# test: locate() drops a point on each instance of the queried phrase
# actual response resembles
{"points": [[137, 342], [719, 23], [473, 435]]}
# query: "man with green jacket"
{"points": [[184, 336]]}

========

- **Problem to solve**: Quote the data in full, keeping each word unchanged.

- **Task response**:
# test: locate() drops a point on each instance of the queried phrase
# actual response resembles
{"points": [[137, 342], [719, 23], [473, 435]]}
# query: "man with green jacket"
{"points": [[184, 336]]}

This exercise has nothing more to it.